EXERCISE AIM:
Write every entry out again, unchanged.

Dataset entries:
▬▬▬▬▬▬▬▬▬▬
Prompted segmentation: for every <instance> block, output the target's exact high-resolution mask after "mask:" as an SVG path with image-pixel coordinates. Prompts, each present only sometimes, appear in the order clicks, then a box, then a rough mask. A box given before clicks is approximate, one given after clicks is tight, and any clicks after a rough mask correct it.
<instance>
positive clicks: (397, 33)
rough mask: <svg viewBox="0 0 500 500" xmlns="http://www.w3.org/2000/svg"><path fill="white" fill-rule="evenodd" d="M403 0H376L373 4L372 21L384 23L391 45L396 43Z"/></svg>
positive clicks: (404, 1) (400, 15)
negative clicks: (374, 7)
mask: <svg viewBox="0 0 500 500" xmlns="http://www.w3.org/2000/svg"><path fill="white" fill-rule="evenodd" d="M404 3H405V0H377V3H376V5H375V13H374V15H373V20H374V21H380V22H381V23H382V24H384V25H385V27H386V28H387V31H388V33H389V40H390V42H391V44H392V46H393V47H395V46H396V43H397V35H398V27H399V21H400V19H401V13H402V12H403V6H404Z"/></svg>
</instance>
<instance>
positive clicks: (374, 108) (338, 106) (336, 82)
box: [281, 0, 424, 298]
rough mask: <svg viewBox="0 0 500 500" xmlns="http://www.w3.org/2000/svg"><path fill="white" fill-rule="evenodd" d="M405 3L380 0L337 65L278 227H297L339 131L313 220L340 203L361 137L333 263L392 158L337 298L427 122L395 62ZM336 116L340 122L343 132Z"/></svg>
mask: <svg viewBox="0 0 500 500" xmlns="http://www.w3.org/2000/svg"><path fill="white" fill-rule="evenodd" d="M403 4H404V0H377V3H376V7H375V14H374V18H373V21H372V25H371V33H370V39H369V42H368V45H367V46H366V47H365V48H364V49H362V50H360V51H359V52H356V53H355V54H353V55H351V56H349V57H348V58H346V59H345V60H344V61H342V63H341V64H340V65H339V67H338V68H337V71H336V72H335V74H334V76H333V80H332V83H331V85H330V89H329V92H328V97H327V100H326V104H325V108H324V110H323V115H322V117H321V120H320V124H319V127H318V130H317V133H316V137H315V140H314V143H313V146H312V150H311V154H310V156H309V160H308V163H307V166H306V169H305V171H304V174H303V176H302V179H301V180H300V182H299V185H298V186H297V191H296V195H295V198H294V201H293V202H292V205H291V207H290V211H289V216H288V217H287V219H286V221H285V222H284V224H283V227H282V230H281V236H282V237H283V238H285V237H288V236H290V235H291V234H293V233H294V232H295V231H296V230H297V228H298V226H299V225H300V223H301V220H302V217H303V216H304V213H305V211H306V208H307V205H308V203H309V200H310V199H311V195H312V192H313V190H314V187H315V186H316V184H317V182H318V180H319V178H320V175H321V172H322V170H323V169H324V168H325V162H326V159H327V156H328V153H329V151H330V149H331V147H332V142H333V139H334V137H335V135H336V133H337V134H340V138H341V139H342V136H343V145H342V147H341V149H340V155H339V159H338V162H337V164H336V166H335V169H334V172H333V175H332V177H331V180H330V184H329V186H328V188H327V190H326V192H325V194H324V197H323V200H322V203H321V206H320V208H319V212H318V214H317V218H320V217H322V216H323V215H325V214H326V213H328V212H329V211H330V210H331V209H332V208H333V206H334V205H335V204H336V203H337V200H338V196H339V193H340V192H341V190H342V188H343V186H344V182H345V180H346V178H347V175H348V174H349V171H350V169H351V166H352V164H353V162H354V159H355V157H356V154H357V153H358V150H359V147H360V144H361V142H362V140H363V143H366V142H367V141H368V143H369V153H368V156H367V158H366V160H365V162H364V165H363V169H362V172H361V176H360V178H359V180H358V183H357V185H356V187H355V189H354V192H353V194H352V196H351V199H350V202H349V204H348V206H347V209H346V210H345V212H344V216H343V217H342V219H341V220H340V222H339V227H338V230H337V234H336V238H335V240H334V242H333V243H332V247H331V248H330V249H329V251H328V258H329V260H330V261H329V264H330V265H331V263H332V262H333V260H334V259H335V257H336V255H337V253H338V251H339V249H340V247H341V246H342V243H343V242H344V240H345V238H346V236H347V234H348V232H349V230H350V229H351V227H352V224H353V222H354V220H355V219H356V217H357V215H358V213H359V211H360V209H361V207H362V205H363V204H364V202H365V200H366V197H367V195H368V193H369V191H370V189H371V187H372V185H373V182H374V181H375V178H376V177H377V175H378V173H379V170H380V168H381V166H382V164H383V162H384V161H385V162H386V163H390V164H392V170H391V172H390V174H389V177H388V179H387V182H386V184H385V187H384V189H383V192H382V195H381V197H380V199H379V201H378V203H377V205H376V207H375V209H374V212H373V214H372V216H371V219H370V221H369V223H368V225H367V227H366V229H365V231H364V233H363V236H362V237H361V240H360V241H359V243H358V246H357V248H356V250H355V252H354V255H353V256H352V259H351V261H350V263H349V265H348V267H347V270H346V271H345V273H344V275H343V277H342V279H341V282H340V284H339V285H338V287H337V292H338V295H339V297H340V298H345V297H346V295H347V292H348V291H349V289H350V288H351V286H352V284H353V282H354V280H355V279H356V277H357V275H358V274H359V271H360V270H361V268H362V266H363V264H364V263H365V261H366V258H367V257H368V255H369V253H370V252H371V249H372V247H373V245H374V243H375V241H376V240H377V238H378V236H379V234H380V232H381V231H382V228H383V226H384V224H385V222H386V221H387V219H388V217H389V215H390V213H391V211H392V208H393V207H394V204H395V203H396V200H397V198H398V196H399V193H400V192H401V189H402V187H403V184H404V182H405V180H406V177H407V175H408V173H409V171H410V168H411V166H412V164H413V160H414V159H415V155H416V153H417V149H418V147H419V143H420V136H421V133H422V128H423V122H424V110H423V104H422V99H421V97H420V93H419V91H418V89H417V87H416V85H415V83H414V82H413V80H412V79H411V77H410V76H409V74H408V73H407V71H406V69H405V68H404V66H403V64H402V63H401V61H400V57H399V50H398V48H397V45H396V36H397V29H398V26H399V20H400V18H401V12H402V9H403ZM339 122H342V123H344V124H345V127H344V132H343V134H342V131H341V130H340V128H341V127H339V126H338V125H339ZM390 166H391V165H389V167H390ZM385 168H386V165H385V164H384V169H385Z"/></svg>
▬▬▬▬▬▬▬▬▬▬
RESULT FOR THIS EXERCISE:
Prompted segmentation: for every <instance> block, output the target's exact high-resolution mask after "mask:" as an SVG path with image-pixel coordinates. Prompts, each present only sometimes, appear in the order clicks, then a box, then a rough mask. A box given before clicks is approximate, one given after clicks is tight, and any clicks after a rough mask correct it.
<instance>
positive clicks: (397, 33)
rough mask: <svg viewBox="0 0 500 500" xmlns="http://www.w3.org/2000/svg"><path fill="white" fill-rule="evenodd" d="M403 0H376L373 4L372 21L384 23L391 45L396 43Z"/></svg>
positive clicks: (404, 1) (400, 15)
negative clicks: (374, 7)
mask: <svg viewBox="0 0 500 500" xmlns="http://www.w3.org/2000/svg"><path fill="white" fill-rule="evenodd" d="M404 3H405V0H377V3H376V5H375V13H374V15H373V20H374V21H380V22H381V23H382V24H384V25H385V27H386V28H387V31H388V33H389V40H390V42H391V44H392V46H393V47H395V46H396V43H397V35H398V27H399V21H400V19H401V13H402V12H403V6H404Z"/></svg>
</instance>
<instance>
positive clicks: (374, 108) (338, 106) (336, 82)
box: [281, 0, 424, 298]
rough mask: <svg viewBox="0 0 500 500" xmlns="http://www.w3.org/2000/svg"><path fill="white" fill-rule="evenodd" d="M405 3L380 0L337 65L278 227H297L339 131L313 220L340 203L361 137L333 263L392 158L337 298L427 122L395 62ZM336 116L340 122L343 132Z"/></svg>
mask: <svg viewBox="0 0 500 500" xmlns="http://www.w3.org/2000/svg"><path fill="white" fill-rule="evenodd" d="M403 4H404V0H377V3H376V7H375V14H374V18H373V21H372V25H371V33H370V39H369V42H368V45H367V46H366V47H365V48H364V49H362V50H360V51H359V52H356V53H355V54H353V55H351V56H349V57H348V58H346V59H345V60H344V61H342V63H341V64H340V65H339V67H338V68H337V71H336V72H335V74H334V76H333V80H332V83H331V85H330V89H329V92H328V97H327V100H326V104H325V108H324V110H323V115H322V117H321V120H320V124H319V127H318V130H317V133H316V137H315V140H314V143H313V146H312V150H311V154H310V156H309V160H308V163H307V166H306V169H305V171H304V174H303V176H302V179H301V180H300V182H299V185H298V186H297V191H296V195H295V198H294V201H293V202H292V205H291V207H290V211H289V216H288V217H287V219H286V221H285V222H284V224H283V227H282V230H281V236H282V237H283V238H285V237H288V236H290V235H291V234H293V233H294V232H295V231H296V230H297V228H298V226H299V225H300V223H301V220H302V217H303V216H304V213H305V211H306V208H307V205H308V203H309V200H310V199H311V195H312V192H313V190H314V187H315V186H316V184H317V182H318V180H319V178H320V175H321V172H322V170H323V169H324V168H325V162H326V159H327V156H328V153H329V151H330V149H331V147H332V142H333V139H334V137H335V135H336V133H337V134H340V138H341V139H342V136H343V145H342V147H341V149H340V155H339V159H338V162H337V164H336V166H335V169H334V172H333V175H332V177H331V180H330V184H329V186H328V188H327V190H326V192H325V194H324V197H323V200H322V203H321V206H320V208H319V212H318V214H317V218H320V217H322V216H323V215H325V214H326V213H328V212H329V211H330V210H331V209H332V208H333V206H334V205H335V204H336V203H337V200H338V196H339V193H340V192H341V190H342V188H343V186H344V182H345V180H346V178H347V175H348V174H349V171H350V169H351V166H352V164H353V162H354V159H355V157H356V154H357V153H358V150H359V147H360V144H361V142H362V140H363V143H366V142H367V141H368V143H369V153H368V156H367V158H366V160H365V162H364V165H363V169H362V172H361V176H360V178H359V180H358V183H357V185H356V187H355V189H354V192H353V194H352V196H351V199H350V202H349V204H348V206H347V209H346V210H345V212H344V216H343V217H342V219H341V220H340V222H339V227H338V230H337V234H336V238H335V240H334V242H333V243H332V247H331V248H330V249H329V251H328V258H329V260H330V261H329V264H330V265H331V263H332V262H333V260H334V259H335V257H336V255H337V253H338V251H339V249H340V247H341V246H342V243H343V242H344V240H345V238H346V236H347V234H348V232H349V230H350V229H351V227H352V224H353V222H354V220H355V219H356V217H357V215H358V213H359V211H360V209H361V207H362V205H363V204H364V202H365V200H366V197H367V195H368V193H369V191H370V189H371V187H372V185H373V182H374V181H375V178H376V177H377V175H378V173H379V170H380V168H381V166H382V164H383V162H384V161H385V162H386V163H390V164H392V170H391V172H390V174H389V177H388V179H387V182H386V184H385V187H384V189H383V192H382V195H381V197H380V199H379V201H378V203H377V205H376V207H375V209H374V212H373V214H372V216H371V219H370V221H369V223H368V225H367V227H366V229H365V231H364V233H363V236H362V237H361V240H360V241H359V243H358V246H357V248H356V250H355V252H354V255H353V256H352V259H351V261H350V263H349V265H348V267H347V270H346V271H345V273H344V275H343V277H342V279H341V282H340V284H339V285H338V287H337V292H338V295H339V297H340V298H345V297H346V295H347V292H348V291H349V289H350V288H351V286H352V284H353V282H354V280H355V279H356V277H357V275H358V274H359V271H360V270H361V268H362V266H363V264H364V263H365V261H366V258H367V257H368V255H369V253H370V252H371V249H372V247H373V245H374V243H375V241H376V240H377V238H378V236H379V234H380V232H381V231H382V228H383V226H384V224H385V222H386V221H387V219H388V217H389V215H390V213H391V211H392V208H393V207H394V204H395V203H396V200H397V198H398V196H399V193H400V192H401V189H402V187H403V184H404V182H405V180H406V177H407V175H408V173H409V171H410V168H411V166H412V164H413V160H414V159H415V155H416V153H417V149H418V147H419V143H420V136H421V133H422V128H423V122H424V110H423V104H422V99H421V97H420V93H419V91H418V89H417V87H416V85H415V83H414V82H413V80H412V79H411V77H410V76H409V74H408V73H407V71H406V69H405V68H404V66H403V64H402V63H401V61H400V57H399V50H398V48H397V45H396V36H397V29H398V26H399V20H400V18H401V12H402V9H403ZM339 122H342V123H344V124H345V127H344V132H343V134H342V131H341V130H340V128H341V127H339V126H338V125H339ZM390 166H391V165H389V167H390ZM385 168H386V165H385V164H384V169H385Z"/></svg>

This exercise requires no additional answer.